_Brief 1:_
In the forum thread below, what kind of inputs is metastability said to be a concern for?
_Brief 2:_
In order, list each step of the checkpoint process that the first post of the forum thread below proposes.
=== Given text ===
For good checkpoint/restore, you probably need a custom node design that would accommodate it efficiently, but I can't see why it'd have a 70% overhead. Doing a copy of your memory contents to another memory that has same bandwidth and capacity, and then lazily moving that off-node without the main CPU being involved is no biggie. You probably could implement the memory bridge and the recover CPU on a simple FPGA. The main, fast CPU is crunching numbers, then stops, the FPGA takes a memory copy, the main CPU resumes, then the FPGA and the service CPU can keep the data locally on the node until the node fails and the snapshot contents are to be transferred to a replacement node. If one is doing linear algebra on a node only using linpack/lapack style stuff, then probably a GPU or an FPGA/ASIC would be more efficient than any off-the-shelf CPU anyway.

Re:No?

[ChrisMaple]

You are misinterpreting and misapplying the data on metastability to computer systems. Once data is inside a synchronous system that isn't being clocked so fast that data isn't fully settled at flipflop inputs, slowing the system isn't going to enhance reliability. (Similarly, if you're running a synchronous system much too fast, not even a single instruction will execute properly.)

Metastability is a concern for asynchronous inputs. There are techniques for dealing with it, although it becomes tricky as data rate approach clock rate.

Re: No?

node failure is not a big issue for shared nothing algorithms, and can be dealt with fairly inexpensively for explicit communication algorithms, especially if there is reasonably frequent barrier synchronization. only large shared memory computation need be checkpointed en-bloc... and this is pretty rare these days....

Re:No?
=== Data records ===
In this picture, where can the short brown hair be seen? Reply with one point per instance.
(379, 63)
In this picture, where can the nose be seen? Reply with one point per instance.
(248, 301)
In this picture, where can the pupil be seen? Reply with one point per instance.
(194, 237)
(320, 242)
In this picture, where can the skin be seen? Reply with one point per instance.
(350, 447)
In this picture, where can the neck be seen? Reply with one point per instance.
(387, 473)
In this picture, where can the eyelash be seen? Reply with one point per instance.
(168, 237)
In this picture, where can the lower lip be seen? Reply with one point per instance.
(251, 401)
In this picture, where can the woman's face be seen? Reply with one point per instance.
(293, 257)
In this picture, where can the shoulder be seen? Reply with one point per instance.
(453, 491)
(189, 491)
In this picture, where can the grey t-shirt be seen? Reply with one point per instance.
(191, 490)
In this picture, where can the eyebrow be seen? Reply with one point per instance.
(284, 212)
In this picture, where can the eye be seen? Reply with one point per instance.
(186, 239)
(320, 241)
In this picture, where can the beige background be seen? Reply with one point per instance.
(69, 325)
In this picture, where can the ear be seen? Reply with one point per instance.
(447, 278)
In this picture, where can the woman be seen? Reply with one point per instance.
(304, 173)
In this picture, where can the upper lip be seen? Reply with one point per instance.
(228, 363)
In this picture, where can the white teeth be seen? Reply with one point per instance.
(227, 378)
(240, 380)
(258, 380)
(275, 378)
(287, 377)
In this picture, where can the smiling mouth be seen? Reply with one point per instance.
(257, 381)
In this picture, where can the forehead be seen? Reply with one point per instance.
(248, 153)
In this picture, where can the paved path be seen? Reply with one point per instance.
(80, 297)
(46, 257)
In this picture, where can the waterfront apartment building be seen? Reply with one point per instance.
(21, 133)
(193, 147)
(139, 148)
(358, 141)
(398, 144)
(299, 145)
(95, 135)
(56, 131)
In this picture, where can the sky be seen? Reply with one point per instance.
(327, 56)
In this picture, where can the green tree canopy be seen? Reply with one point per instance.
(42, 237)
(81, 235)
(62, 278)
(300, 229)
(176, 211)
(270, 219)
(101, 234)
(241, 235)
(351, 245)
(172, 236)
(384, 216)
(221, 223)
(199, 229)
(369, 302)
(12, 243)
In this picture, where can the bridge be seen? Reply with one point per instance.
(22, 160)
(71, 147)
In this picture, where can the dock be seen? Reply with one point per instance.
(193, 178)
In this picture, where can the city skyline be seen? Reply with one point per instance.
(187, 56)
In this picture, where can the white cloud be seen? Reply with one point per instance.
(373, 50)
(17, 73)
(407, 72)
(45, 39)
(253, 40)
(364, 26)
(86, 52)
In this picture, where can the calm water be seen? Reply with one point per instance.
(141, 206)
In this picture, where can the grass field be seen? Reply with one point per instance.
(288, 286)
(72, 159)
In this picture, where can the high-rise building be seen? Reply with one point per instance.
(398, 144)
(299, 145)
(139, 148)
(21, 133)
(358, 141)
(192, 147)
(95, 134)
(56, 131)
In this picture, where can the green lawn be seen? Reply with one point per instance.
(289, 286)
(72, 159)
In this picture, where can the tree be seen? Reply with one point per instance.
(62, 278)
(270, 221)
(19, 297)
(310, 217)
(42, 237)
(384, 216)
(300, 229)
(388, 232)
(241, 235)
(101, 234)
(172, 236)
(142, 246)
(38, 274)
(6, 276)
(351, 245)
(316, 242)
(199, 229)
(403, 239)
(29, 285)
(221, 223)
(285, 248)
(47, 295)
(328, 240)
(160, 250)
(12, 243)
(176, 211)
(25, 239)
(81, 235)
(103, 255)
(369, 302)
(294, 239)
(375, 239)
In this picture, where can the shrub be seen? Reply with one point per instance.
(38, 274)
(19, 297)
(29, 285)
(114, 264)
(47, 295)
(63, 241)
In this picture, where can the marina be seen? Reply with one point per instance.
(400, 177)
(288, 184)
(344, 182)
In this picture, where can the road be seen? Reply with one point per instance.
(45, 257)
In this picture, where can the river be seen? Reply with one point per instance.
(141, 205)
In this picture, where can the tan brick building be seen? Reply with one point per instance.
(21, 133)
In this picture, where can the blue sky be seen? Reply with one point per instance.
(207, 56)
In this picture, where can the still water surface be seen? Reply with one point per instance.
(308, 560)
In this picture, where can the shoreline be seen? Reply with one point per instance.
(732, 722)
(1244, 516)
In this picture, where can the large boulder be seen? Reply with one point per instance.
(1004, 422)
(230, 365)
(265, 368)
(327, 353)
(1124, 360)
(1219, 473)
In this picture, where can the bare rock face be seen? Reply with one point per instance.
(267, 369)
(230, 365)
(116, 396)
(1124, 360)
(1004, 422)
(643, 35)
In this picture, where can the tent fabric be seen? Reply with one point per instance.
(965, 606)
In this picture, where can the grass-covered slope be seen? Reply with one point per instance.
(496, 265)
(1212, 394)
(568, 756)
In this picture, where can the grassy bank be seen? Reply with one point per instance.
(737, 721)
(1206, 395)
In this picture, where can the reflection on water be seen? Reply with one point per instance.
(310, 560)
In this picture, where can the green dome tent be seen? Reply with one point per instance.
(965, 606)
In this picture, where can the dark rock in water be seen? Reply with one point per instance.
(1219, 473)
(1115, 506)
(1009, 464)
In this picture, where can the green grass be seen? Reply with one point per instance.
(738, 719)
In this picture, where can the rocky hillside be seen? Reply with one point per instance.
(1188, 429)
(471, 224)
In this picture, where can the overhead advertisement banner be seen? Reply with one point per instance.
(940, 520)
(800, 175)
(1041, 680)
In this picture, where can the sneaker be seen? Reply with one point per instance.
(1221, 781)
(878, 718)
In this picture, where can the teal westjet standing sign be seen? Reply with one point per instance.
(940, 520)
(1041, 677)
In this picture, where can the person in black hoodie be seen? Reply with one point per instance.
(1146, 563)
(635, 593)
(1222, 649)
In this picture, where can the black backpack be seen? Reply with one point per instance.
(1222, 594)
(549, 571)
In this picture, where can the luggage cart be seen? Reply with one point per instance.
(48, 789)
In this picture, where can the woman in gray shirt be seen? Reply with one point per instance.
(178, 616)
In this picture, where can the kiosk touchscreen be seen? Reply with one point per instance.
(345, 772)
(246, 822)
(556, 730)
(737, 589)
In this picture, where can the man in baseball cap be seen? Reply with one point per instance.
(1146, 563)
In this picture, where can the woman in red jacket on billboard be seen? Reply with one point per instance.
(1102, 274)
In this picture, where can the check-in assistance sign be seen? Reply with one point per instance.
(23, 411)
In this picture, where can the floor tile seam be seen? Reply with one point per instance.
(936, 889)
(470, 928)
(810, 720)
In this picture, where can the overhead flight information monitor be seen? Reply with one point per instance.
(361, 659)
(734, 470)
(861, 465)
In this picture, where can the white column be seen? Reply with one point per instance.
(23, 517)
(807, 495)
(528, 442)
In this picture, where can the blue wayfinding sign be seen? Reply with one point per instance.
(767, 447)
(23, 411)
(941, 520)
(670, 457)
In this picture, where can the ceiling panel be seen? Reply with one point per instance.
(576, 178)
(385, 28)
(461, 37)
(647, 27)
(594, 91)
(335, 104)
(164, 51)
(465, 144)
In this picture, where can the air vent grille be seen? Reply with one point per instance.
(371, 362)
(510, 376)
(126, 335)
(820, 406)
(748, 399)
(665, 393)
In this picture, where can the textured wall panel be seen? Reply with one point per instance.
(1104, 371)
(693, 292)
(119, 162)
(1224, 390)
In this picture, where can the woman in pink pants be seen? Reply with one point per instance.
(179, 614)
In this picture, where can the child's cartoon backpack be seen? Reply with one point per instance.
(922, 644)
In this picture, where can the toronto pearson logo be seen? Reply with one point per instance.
===
_Worked answer 1:_
Asynchronous inputs.

_Worked answer 2:_
1. The main, fast CPU crunches numbers.
2. The main CPU stops.
3. The FPGA takes a memory copy.
4. The main CPU resumes.
5. The FPGA and the service CPU keep the data locally on the node until the node fails.
6. The snapshot contents are transferred to a replacement node.